(Excerpts from a location annotation dataset)
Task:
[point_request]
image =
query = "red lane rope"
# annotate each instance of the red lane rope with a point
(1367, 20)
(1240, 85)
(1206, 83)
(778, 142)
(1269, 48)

Short problem:
Rewrite the records above as a two-column CSV with the header record_text,answer, one row per record. Put each record's text in the first column and its answer in the second, each in one quoted field with line breaks replaced by spaces.

The response:
record_text,answer
"Task: [point_request] image = query = ""red lane rope"" # annotate each instance of the red lane rope with a point","(1367, 20) (1240, 85) (1206, 83) (778, 142) (1269, 48)"